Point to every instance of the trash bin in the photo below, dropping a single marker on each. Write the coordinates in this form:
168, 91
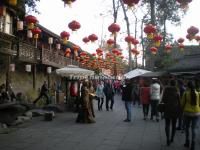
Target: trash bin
60, 97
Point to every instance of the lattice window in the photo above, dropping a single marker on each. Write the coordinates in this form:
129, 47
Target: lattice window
2, 23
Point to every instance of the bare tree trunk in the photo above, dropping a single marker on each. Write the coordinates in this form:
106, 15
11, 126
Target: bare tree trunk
128, 32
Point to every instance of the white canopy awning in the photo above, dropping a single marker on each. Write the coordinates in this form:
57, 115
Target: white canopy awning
135, 73
74, 71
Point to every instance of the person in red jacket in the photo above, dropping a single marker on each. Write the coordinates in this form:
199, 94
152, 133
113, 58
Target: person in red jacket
145, 99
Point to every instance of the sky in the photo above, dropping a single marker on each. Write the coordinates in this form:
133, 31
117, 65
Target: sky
95, 16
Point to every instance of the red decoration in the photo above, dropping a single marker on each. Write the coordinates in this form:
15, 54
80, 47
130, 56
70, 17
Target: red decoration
197, 38
184, 3
192, 31
131, 3
30, 21
181, 46
150, 30
153, 50
74, 25
69, 2
135, 51
92, 37
114, 28
85, 39
135, 41
64, 36
180, 40
158, 38
99, 52
36, 31
67, 52
110, 42
129, 39
76, 48
168, 48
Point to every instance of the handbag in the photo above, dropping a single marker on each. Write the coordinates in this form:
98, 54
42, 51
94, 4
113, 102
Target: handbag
161, 107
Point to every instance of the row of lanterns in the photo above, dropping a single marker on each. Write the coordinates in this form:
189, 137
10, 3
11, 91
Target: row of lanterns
27, 68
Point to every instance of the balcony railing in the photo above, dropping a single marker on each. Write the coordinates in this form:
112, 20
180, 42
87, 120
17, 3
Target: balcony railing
7, 44
28, 53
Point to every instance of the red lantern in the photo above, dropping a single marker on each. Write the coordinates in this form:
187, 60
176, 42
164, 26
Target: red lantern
153, 50
197, 38
110, 42
67, 52
129, 39
135, 41
150, 30
192, 31
135, 51
99, 52
94, 54
76, 48
168, 48
184, 3
115, 51
69, 2
83, 54
181, 47
30, 21
114, 28
74, 25
85, 39
180, 40
36, 31
158, 38
92, 37
64, 36
131, 3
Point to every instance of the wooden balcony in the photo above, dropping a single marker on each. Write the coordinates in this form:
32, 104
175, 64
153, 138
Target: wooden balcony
54, 59
7, 45
28, 53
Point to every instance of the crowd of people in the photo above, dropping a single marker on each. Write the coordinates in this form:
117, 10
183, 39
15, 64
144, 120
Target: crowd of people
176, 101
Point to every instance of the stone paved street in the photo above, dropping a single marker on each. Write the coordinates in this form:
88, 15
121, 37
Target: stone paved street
108, 133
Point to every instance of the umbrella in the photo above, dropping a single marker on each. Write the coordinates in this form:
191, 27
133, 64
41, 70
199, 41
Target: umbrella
74, 71
135, 73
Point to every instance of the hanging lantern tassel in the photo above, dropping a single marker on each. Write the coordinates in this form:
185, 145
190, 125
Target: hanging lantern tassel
19, 25
157, 43
30, 26
29, 34
65, 40
150, 35
12, 2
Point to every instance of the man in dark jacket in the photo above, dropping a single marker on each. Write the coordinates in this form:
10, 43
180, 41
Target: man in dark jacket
109, 93
43, 92
126, 97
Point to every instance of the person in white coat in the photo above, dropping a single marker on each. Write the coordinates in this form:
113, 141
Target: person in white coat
154, 98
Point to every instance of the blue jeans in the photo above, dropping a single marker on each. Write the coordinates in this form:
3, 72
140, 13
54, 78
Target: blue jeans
191, 122
128, 109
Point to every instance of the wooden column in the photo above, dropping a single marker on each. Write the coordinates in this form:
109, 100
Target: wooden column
34, 76
7, 71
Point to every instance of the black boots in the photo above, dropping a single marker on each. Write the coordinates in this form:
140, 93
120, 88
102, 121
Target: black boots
192, 146
187, 143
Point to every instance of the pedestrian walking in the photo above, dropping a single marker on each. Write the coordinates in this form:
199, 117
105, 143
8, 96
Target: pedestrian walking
85, 112
155, 98
191, 111
171, 100
145, 99
181, 88
109, 93
126, 97
43, 92
100, 95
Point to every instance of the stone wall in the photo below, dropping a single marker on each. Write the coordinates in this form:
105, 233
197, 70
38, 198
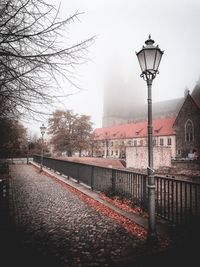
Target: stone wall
137, 157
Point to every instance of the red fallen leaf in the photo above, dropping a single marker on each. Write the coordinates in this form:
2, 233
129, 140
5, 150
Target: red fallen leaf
130, 226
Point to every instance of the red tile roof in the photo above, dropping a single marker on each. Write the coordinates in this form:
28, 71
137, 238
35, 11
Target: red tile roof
161, 127
102, 162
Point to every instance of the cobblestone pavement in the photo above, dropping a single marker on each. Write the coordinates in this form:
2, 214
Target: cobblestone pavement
56, 228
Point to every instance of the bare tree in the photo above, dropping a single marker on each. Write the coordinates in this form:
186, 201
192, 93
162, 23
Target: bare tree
69, 132
33, 53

───

EXERCISE DESCRIPTION: Reproduce all of the rows above word for word, but leave out the pictures.

EXERCISE OUTPUT:
Point to every instance of the trash bin in the photo below, dropping a single marker on each. Write the coordinates in this form:
168, 91
Target: trash bin
60, 97
Point to every instance of the lattice window in the photo above, dropping a single marker on each. Write the coordinates in this form:
129, 47
Target: lattice window
2, 23
Point to every instance of the bare tree trunk in the photo above, dropping a single marker on each. Write the coordinates in this form:
106, 15
11, 126
Target: bare tree trunk
128, 32
Point to every instance of the white canopy awning in the photo above, dropping a single marker on each. Write the coordinates in this form:
57, 115
Target: white canopy awning
135, 73
74, 71
Point to every instance of the person in red jacket in the photo above, dropping a single marker on each. Write the coordinates in this form:
199, 94
152, 133
113, 58
Target: person in red jacket
145, 99
Point to every instance of the sky in the photo above, dropping a single marker on each. Write the coordinates in this form:
133, 31
117, 65
Target: sky
95, 16
Point to every instance of the red decoration in the photo above, dropping a single marker on each. Write the coordinates in this form:
15, 54
80, 47
130, 56
70, 17
Target: red decoration
197, 38
184, 3
192, 31
131, 3
30, 21
181, 46
150, 30
153, 50
74, 25
69, 2
135, 51
92, 37
114, 28
85, 39
135, 41
64, 36
180, 40
158, 38
99, 52
36, 31
67, 52
110, 42
129, 39
76, 48
168, 48
Point to every instance of the handbag in the photo above, dropping a single marker on each. Write the coordinates in this form:
98, 54
42, 51
94, 4
113, 102
Target: handbag
161, 107
Point to every instance of the row of lanterns in the photo above, dropping a single marker on each. Write the coordinates in this form:
189, 137
10, 3
11, 91
Target: row of lanterns
27, 68
Point to every instance of the balcony railing in the photo above, dropping a single marker on each. Write the coordinates in this form:
112, 20
180, 42
87, 120
17, 3
Target: balcony railing
7, 44
28, 53
Point to every instance of the red lantern in the photo above, dropping a single marker on each. Write the coordinates in this form:
187, 60
176, 42
164, 26
Target: red lantern
153, 50
197, 38
110, 42
67, 52
129, 39
135, 41
150, 30
192, 31
135, 51
99, 52
94, 54
76, 48
168, 48
184, 3
115, 51
69, 2
83, 54
181, 47
30, 21
114, 28
74, 25
85, 39
180, 40
36, 31
158, 38
92, 37
64, 36
131, 3
Point to every instance of the wooden balcony in the photo above, dropping a single marker on each. Write the coordinates in this form:
32, 104
175, 64
153, 138
Target: wooden balcony
54, 59
7, 45
28, 53
Point to every instance of the crowd of people in the photo above, dropping a single marker on each. Write the coordinates in this form:
117, 10
183, 39
15, 64
144, 120
Target: crowd of people
176, 101
Point to every instance of the stone paved street in the photo above, dropping a single marker on each. Write the coordinates in this form:
88, 15
121, 37
Target: stone paved street
108, 133
Point to every instance of the umbrella in the photo above, dropping a single marker on each. Write the coordinates in this form:
191, 27
133, 64
41, 70
199, 41
Target: umbrella
74, 71
135, 73
Point to every instance of the hanging lantern tassel in the photo above, dropping a single marker on each. Write the coordinates in this form:
185, 145
190, 125
Target: hanging lantern tassel
19, 25
157, 43
30, 26
29, 34
65, 40
150, 35
12, 2
Point to every instance of the man in dark jacket in the photo above, dropping a single marker on each. Write the coordinates in this form:
10, 43
180, 41
Target: man in dark jacket
109, 93
43, 92
126, 97
Point to every instance of the person in white coat in the photo above, dropping a single marker on each. Write the coordinates in this form:
113, 141
Target: person in white coat
154, 98
Point to every instance of the blue jeans in the photo above, dropping a single marker on each. Write the coordinates in this form:
3, 72
140, 13
54, 78
Target: blue jeans
191, 122
128, 109
Point to every instance of the wooden column in the photo above, dropping a single marker on each. Write the coordinates in this form:
109, 100
Target: wooden column
34, 76
7, 71
Point to every instance of the black boots in the photo above, dropping a single marker on each. Write the coordinates in this form:
140, 93
120, 88
102, 121
Target: black boots
192, 146
187, 143
Point to every instance of the pedestrian walking in the photo above, dropping a single marker on each. Write the coordinates in this form:
199, 117
105, 143
8, 96
Target: pedestrian walking
85, 112
155, 98
191, 111
171, 100
145, 99
181, 88
109, 93
126, 97
43, 92
100, 95
Point to every instance of the stone wall in the photo below, dropping a single marker on each. Write the coordinates in this form:
105, 233
197, 70
38, 198
Target: stone wall
137, 157
Point to every instance of the red fallen leaf in the photo above, dropping a single marker on each. Write the coordinates in this form:
2, 233
129, 140
5, 150
Target: red fallen leaf
130, 226
Point to every instance of the red tile roof in the photo above, dropping a single marker on each. Write the coordinates in this form:
28, 71
137, 238
35, 11
Target: red tile roof
161, 127
102, 162
Point to every instance of the cobblestone pavement in the photo above, dropping a single marker on each. Write the coordinates in this form:
2, 214
Target: cobblestone pavement
56, 228
Point to every instance of the bare tree in the photo above, dropping a single marker on each. Write the coordinates in this form:
186, 201
192, 93
162, 23
Target: bare tree
69, 132
33, 53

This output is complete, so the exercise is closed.